** Problem details **
Copy out the listing below line for line without changing anything, but leave out the pictures.

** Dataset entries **
★ ★ ★

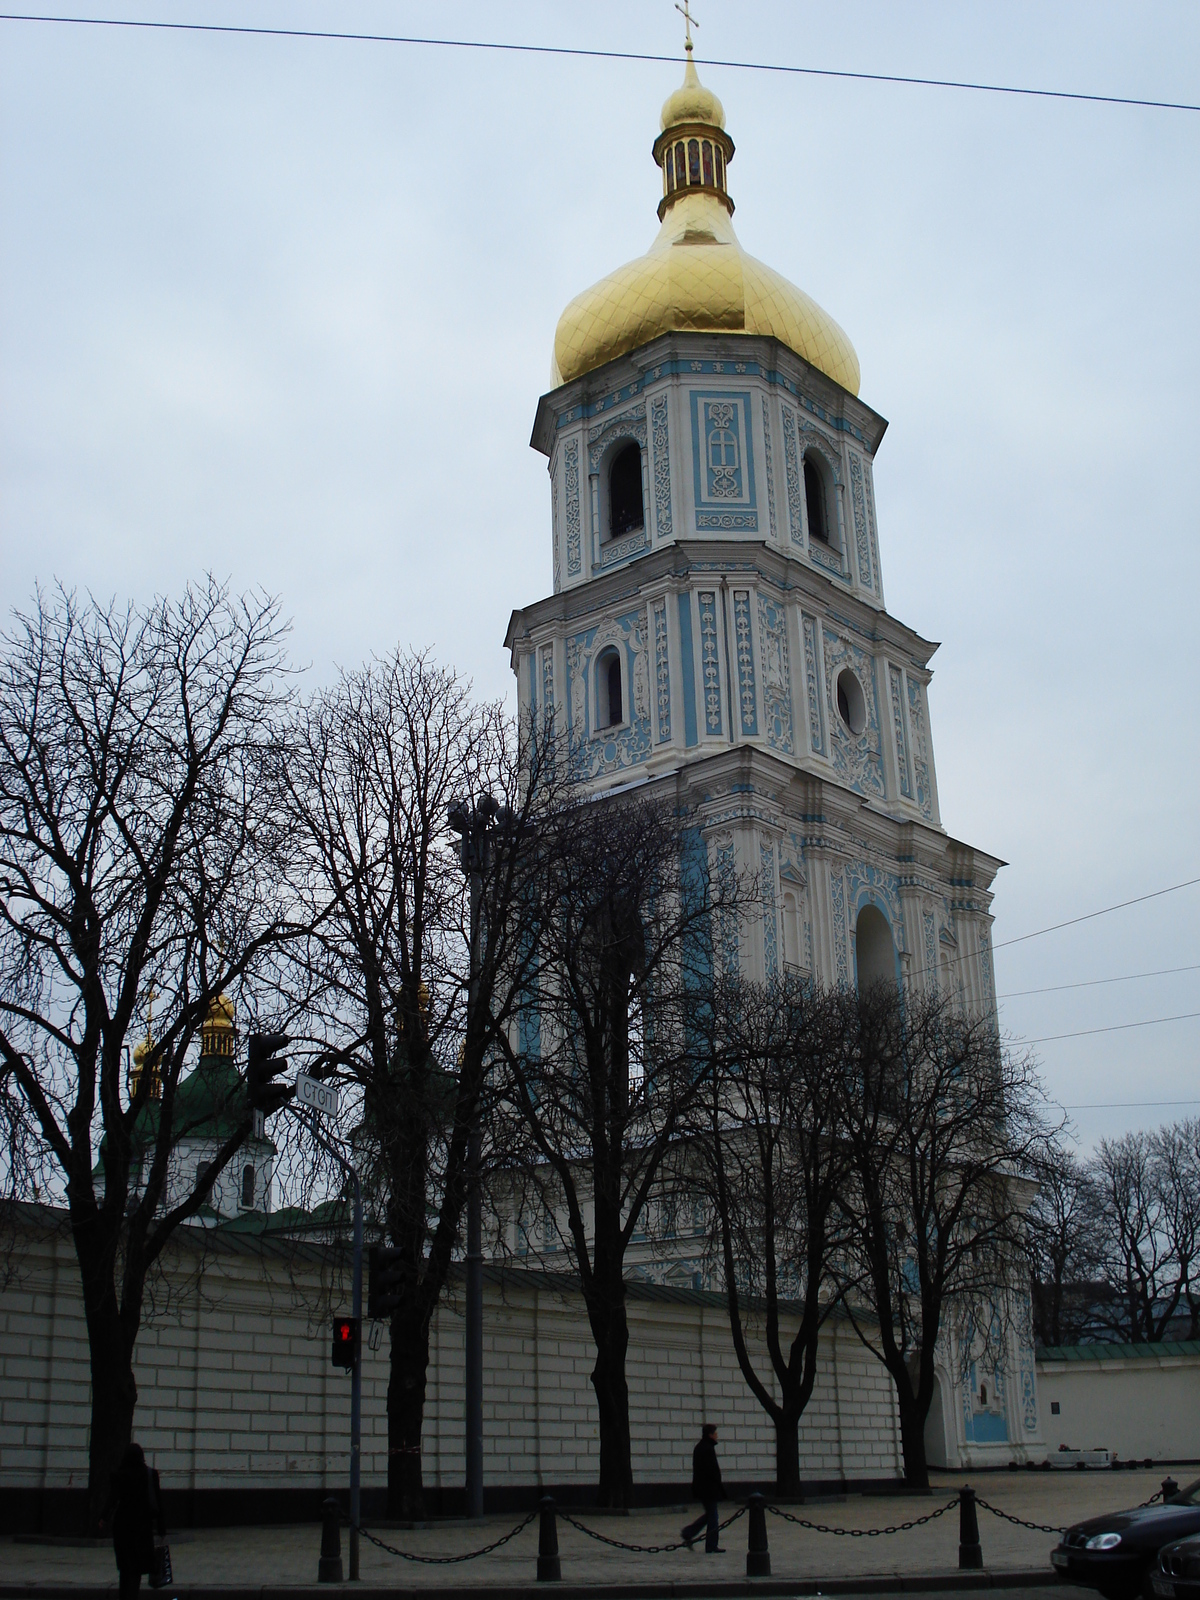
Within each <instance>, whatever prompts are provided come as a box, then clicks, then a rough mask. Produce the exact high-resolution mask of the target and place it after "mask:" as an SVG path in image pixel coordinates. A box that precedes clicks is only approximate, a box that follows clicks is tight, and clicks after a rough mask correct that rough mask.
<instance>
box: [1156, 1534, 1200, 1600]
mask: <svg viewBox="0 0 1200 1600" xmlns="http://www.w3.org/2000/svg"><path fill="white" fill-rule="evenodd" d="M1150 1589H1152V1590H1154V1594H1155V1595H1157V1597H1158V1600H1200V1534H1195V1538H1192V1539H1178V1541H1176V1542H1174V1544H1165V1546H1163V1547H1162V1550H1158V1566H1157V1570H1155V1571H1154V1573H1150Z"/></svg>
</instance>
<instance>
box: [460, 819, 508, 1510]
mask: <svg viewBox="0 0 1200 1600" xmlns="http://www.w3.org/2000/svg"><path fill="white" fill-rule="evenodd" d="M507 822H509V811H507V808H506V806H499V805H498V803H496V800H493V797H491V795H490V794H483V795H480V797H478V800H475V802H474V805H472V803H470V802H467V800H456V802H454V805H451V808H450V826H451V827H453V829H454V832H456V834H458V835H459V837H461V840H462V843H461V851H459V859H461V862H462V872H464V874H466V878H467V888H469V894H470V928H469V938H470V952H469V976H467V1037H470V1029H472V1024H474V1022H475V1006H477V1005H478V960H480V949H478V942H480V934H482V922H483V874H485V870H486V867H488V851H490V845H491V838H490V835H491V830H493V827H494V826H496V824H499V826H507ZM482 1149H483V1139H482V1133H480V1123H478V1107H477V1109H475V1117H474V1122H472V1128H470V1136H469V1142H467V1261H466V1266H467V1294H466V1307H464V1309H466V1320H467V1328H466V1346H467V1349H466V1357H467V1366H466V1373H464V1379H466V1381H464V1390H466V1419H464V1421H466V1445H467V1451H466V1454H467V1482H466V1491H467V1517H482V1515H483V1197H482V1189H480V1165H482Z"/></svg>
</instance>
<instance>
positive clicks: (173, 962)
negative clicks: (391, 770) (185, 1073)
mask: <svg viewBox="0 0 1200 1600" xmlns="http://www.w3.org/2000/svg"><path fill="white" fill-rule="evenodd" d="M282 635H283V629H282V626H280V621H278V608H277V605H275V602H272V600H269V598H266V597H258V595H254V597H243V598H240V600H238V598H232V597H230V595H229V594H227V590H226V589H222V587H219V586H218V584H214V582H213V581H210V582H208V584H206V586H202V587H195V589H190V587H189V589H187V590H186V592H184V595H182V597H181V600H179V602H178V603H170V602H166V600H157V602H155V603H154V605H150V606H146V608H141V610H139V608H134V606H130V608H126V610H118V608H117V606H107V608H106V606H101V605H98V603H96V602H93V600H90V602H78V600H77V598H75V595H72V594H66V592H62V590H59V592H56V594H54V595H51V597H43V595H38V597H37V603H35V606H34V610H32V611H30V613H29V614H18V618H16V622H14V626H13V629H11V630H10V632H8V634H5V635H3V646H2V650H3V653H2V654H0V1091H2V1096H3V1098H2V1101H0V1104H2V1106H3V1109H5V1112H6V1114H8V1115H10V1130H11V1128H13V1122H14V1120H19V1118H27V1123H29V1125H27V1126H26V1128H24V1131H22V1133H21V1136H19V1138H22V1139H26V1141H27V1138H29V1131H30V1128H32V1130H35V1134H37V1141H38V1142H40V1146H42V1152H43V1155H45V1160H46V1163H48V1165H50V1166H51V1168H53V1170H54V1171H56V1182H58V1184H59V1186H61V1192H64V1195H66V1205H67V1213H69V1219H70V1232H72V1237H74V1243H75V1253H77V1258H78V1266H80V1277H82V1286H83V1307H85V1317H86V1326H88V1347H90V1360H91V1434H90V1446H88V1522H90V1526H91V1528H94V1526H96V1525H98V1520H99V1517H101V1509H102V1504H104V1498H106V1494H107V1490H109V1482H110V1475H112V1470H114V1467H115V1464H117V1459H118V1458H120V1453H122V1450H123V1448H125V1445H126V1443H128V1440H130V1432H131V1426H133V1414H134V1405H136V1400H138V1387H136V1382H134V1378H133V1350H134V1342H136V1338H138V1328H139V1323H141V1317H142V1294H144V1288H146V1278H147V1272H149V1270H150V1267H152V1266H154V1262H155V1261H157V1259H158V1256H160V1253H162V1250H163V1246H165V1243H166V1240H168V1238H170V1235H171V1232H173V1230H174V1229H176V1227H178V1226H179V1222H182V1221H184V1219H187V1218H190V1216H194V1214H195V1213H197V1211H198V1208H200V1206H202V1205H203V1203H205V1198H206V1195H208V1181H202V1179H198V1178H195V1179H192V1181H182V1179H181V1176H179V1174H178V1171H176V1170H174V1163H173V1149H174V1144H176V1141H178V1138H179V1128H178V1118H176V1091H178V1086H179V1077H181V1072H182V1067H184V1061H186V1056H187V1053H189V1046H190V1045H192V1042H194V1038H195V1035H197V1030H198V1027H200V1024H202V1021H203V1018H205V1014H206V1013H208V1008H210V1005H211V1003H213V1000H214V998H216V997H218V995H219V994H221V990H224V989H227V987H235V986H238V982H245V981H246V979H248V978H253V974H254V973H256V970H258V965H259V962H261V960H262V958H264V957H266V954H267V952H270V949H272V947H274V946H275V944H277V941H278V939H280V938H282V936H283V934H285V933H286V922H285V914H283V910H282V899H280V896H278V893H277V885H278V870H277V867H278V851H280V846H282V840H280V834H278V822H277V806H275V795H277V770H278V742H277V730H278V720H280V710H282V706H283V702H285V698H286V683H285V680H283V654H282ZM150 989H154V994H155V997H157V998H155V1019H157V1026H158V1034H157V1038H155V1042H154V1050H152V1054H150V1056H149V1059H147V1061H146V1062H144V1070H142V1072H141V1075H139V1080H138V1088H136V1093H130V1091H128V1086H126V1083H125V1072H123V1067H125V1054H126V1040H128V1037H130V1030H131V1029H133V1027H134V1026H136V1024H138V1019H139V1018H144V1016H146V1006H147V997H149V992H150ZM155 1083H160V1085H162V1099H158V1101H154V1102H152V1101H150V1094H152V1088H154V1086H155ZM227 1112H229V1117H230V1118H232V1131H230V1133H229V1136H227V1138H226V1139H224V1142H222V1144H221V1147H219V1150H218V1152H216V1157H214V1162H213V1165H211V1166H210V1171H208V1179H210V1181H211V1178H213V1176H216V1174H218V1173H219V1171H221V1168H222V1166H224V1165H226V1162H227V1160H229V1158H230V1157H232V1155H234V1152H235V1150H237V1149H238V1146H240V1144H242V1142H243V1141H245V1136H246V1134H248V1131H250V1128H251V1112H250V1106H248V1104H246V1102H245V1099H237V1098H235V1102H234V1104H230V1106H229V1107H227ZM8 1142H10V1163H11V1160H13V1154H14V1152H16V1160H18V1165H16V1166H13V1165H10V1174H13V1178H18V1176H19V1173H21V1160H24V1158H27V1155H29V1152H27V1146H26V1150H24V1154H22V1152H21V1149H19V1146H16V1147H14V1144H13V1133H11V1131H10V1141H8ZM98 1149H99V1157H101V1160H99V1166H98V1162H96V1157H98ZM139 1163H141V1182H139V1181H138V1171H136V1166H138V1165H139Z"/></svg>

★ ★ ★

** Answer to this exercise **
Within each <instance>, whatever prompts are provided come as a box, then clicks, then a rough mask. Produce the exact high-resolution mask of the target and place it after "mask:" as an SVG path in image pixel coordinates. A box that precedes clicks is only approximate, a box that follows clicks is tight, and clicks after a rough mask correct that rough mask.
<instance>
box: [1156, 1534, 1200, 1600]
mask: <svg viewBox="0 0 1200 1600" xmlns="http://www.w3.org/2000/svg"><path fill="white" fill-rule="evenodd" d="M1150 1589H1152V1590H1154V1594H1155V1595H1157V1597H1158V1600H1200V1534H1195V1538H1192V1539H1178V1541H1176V1542H1174V1544H1165V1546H1163V1547H1162V1550H1158V1566H1157V1570H1155V1571H1154V1573H1150Z"/></svg>
</instance>
<instance>
box: [460, 819, 508, 1510]
mask: <svg viewBox="0 0 1200 1600" xmlns="http://www.w3.org/2000/svg"><path fill="white" fill-rule="evenodd" d="M507 822H509V811H507V808H506V806H499V805H498V803H496V800H493V797H491V795H490V794H483V795H480V797H478V800H475V802H474V805H472V803H470V802H467V800H456V802H454V805H451V808H450V826H451V827H453V829H454V832H456V834H458V835H459V837H461V840H462V843H461V851H459V859H461V862H462V872H464V874H466V878H467V888H469V894H470V928H469V938H470V952H469V976H467V1037H470V1029H472V1024H474V1022H475V1006H477V1005H478V960H480V949H478V942H480V934H482V922H483V874H485V870H486V867H488V851H490V845H491V838H490V835H491V830H493V827H494V826H496V824H499V826H507ZM482 1149H483V1139H482V1133H480V1123H478V1107H477V1109H475V1117H474V1122H472V1128H470V1136H469V1142H467V1261H466V1266H467V1294H466V1307H464V1309H466V1320H467V1328H466V1346H467V1349H466V1357H467V1366H466V1373H464V1379H466V1381H464V1390H466V1419H464V1421H466V1445H467V1451H466V1454H467V1482H466V1491H467V1517H482V1515H483V1197H482V1189H480V1165H482Z"/></svg>
</instance>
<instance>
positive clicks: (173, 962)
negative clicks: (391, 770) (185, 1073)
mask: <svg viewBox="0 0 1200 1600" xmlns="http://www.w3.org/2000/svg"><path fill="white" fill-rule="evenodd" d="M282 635H283V629H282V626H280V621H278V608H277V605H275V602H272V600H269V598H266V597H258V595H254V597H243V598H240V600H238V598H232V597H230V595H229V594H227V590H226V589H222V587H219V586H218V584H214V582H213V581H210V582H208V584H206V586H202V587H195V589H190V587H189V589H187V590H186V592H184V595H182V597H181V600H179V602H178V603H170V602H166V600H157V602H155V603H154V605H150V606H146V608H141V610H139V608H134V606H130V608H126V610H118V608H117V606H107V608H106V606H101V605H98V603H96V602H93V600H90V602H78V600H77V598H75V595H72V594H66V592H62V590H59V592H56V594H54V595H51V597H43V595H38V597H37V603H35V606H34V610H32V611H30V613H29V614H18V618H16V622H14V626H13V629H11V630H10V632H8V634H5V635H3V646H2V650H3V653H2V654H0V1091H2V1096H3V1098H2V1101H0V1104H2V1106H3V1109H5V1112H6V1114H8V1115H10V1130H11V1128H13V1122H14V1120H19V1118H27V1123H29V1125H27V1126H26V1128H24V1131H22V1133H21V1136H19V1138H22V1139H26V1141H27V1138H29V1131H30V1128H32V1130H35V1134H37V1141H38V1142H40V1146H42V1152H43V1155H45V1160H46V1163H48V1165H50V1166H51V1168H53V1170H54V1171H56V1182H58V1184H59V1186H61V1192H64V1195H66V1205H67V1213H69V1219H70V1232H72V1237H74V1243H75V1253H77V1258H78V1266H80V1277H82V1286H83V1307H85V1317H86V1326H88V1347H90V1360H91V1434H90V1446H88V1522H90V1526H91V1528H94V1526H96V1525H98V1520H99V1517H101V1509H102V1504H104V1498H106V1494H107V1490H109V1482H110V1475H112V1470H114V1467H115V1464H117V1459H118V1458H120V1453H122V1450H123V1448H125V1445H126V1443H128V1440H130V1432H131V1426H133V1414H134V1405H136V1400H138V1387H136V1382H134V1378H133V1350H134V1342H136V1338H138V1328H139V1323H141V1317H142V1294H144V1288H146V1278H147V1272H149V1270H150V1267H152V1266H154V1262H155V1261H157V1259H158V1256H160V1253H162V1250H163V1246H165V1243H166V1240H168V1238H170V1235H171V1232H173V1230H174V1229H176V1227H178V1226H179V1222H182V1221H184V1219H187V1218H190V1216H194V1214H195V1213H197V1211H198V1208H200V1206H202V1205H203V1203H205V1198H206V1195H208V1181H202V1179H198V1178H195V1179H192V1181H182V1179H181V1176H179V1174H178V1171H176V1170H174V1163H173V1149H174V1144H176V1141H178V1138H179V1128H178V1118H176V1091H178V1086H179V1077H181V1072H182V1067H184V1061H186V1056H187V1053H189V1046H190V1045H192V1042H194V1038H195V1035H197V1030H198V1027H200V1024H202V1021H203V1018H205V1014H206V1013H208V1008H210V1005H211V1003H213V1000H214V998H216V997H218V995H219V994H221V990H224V989H227V987H235V986H238V982H245V981H246V979H248V978H253V974H254V973H256V970H258V965H259V962H261V960H262V958H264V957H266V954H267V952H270V949H272V947H274V946H275V944H277V941H278V939H280V938H282V936H283V934H285V933H286V922H285V914H283V910H282V899H280V896H278V893H277V885H278V870H277V867H278V851H280V846H282V840H280V834H278V822H277V806H275V795H277V770H278V742H277V730H278V720H280V710H282V706H283V702H285V698H286V683H285V680H283V654H282ZM150 989H154V994H155V997H157V998H155V1019H157V1026H158V1034H157V1038H155V1042H154V1050H152V1054H150V1056H149V1059H147V1061H146V1062H144V1070H142V1072H141V1075H139V1080H138V1088H136V1093H130V1091H128V1086H126V1083H125V1072H123V1067H125V1054H126V1040H128V1037H130V1030H131V1029H133V1027H134V1026H136V1024H138V1019H139V1018H144V1016H146V1006H147V997H149V992H150ZM155 1083H160V1085H162V1099H158V1101H154V1102H152V1101H150V1094H152V1088H154V1086H155ZM227 1112H229V1117H230V1118H232V1131H230V1133H229V1136H227V1138H226V1139H224V1142H222V1144H221V1147H219V1150H218V1152H216V1157H214V1162H213V1165H211V1166H210V1171H208V1179H210V1181H211V1178H213V1176H216V1174H218V1173H219V1171H221V1168H222V1166H224V1165H226V1162H227V1160H229V1158H230V1157H232V1155H234V1152H235V1150H237V1149H238V1146H240V1144H242V1142H243V1141H245V1136H246V1134H248V1131H250V1128H251V1112H250V1106H248V1104H246V1102H245V1099H237V1098H235V1102H234V1104H230V1106H229V1107H227ZM8 1142H10V1163H11V1160H13V1154H14V1152H16V1160H18V1165H16V1166H13V1165H10V1174H13V1178H18V1176H19V1173H21V1160H24V1158H27V1155H29V1152H27V1146H26V1150H24V1154H22V1152H21V1149H19V1146H16V1147H14V1144H13V1133H11V1131H10V1141H8ZM98 1149H99V1157H101V1160H99V1166H98V1162H96V1157H98ZM139 1163H141V1182H139V1181H138V1171H136V1166H138V1165H139Z"/></svg>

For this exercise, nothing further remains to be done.